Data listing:
────
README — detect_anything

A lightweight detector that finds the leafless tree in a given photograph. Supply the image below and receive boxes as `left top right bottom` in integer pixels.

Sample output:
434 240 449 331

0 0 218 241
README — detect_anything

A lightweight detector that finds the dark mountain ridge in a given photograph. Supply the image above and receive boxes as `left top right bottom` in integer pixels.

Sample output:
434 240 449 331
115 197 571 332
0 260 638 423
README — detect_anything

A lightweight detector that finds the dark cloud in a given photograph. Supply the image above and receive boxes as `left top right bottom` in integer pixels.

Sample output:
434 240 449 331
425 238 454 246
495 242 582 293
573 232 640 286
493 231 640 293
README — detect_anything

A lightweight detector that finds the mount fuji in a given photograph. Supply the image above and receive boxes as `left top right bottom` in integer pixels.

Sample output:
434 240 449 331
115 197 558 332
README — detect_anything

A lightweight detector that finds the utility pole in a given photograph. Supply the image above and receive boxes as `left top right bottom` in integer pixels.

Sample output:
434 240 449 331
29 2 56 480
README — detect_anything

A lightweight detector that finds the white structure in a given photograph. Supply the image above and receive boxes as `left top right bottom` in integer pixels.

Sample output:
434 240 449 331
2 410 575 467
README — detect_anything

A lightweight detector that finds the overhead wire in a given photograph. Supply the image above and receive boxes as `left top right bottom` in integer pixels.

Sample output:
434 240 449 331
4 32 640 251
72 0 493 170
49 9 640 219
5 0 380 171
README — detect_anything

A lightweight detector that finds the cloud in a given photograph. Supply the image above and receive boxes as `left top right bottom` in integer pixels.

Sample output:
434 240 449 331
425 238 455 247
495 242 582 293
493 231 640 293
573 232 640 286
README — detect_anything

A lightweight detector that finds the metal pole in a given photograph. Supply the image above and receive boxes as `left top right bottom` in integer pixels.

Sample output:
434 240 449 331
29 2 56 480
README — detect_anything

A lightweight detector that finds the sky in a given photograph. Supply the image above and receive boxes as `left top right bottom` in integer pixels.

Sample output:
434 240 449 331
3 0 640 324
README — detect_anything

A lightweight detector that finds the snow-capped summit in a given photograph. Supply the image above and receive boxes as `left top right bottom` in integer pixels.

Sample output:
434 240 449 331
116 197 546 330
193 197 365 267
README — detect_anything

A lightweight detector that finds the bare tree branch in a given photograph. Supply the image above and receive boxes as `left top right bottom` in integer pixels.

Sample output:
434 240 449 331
────
**Task instructions:** Copy every line above word for word, keeping the same order and spacing.

**Solution to the exercise:**
README — detect_anything

A lightweight detector that finds the leafless tree in a given photograph. Supply the image below and receive boxes as `left top right bottom` in integer pixels.

Sample output:
434 240 449 331

0 0 218 241
README — detect_anything

A lightweight detector that finds the dark mountain ridge in a given photograph. Supply the image above and receive boxes as `left top right bottom` in integer pixels.

Sample output:
434 240 449 331
115 197 571 332
0 260 638 423
README — detect_anything

A lightweight detector that finds the dark cloud in a given photograph. Supply the image above and receive boxes as `left top right bottom` in integer pixels.

Sample output:
434 240 449 331
425 238 454 246
495 242 582 293
573 232 640 286
493 231 640 293
README — detect_anything

A lightweight detector that finds the mount fuji in a given photograph. Supply the image above and receive boxes as `left top right bottom` in integer pixels.

Sample output:
434 240 449 331
115 197 558 332
README — detect_anything

A lightweight detector that finds the utility pole in a given photograph. Supply the image above and receive boxes as `left top right bottom` in integer pixels.

Sample output:
434 240 449 331
29 2 56 480
README — detect_anything

A lightweight detector that finds the white structure in a given photograph. Supply the image above and receive boxes as `left top right bottom` in integer pixels.

Sample output:
434 240 449 331
2 410 575 467
README — detect_anything

A lightweight detector that finds the overhead wire in a given photograph. Supply the image above and receive boxes as `left top right bottom` in integer pixels.

Sample output:
434 240 449 331
4 32 640 251
72 0 493 170
49 9 640 219
5 0 380 171
README — detect_anything

A lightweight detector that finds the cloud in a given photograph. Supply the image above and receive boxes as `left top right bottom` in integer pixels.

Sample output:
434 240 449 331
425 238 455 247
495 242 582 293
493 231 640 293
573 232 640 286
README — detect_anything

A lightweight detector that finds the metal pole in a given photograph. Supply the image above and receive boxes as `left top right bottom` in integer pixels.

Sample output:
434 240 449 331
29 2 56 480
README — detect_anything

A lightweight detector that finds the sky in a given photograph. Supply the image above and receive boxes as `left top right bottom` in integer pixels.

Sample output:
434 240 449 331
3 0 640 324
README — detect_anything

A lightweight detector that finds the snow-capped summit in a given photograph. Supply the image above and receive boxes as `left top right bottom` in integer pixels.

Sample output:
434 240 449 331
116 197 546 330
193 197 365 267
README — detect_anything

A lightweight detector that finds the bare tree branch in a given photograph. Supply the image above and receive boxes as `left top right bottom` in integer pixels.

Sample output:
434 240 449 331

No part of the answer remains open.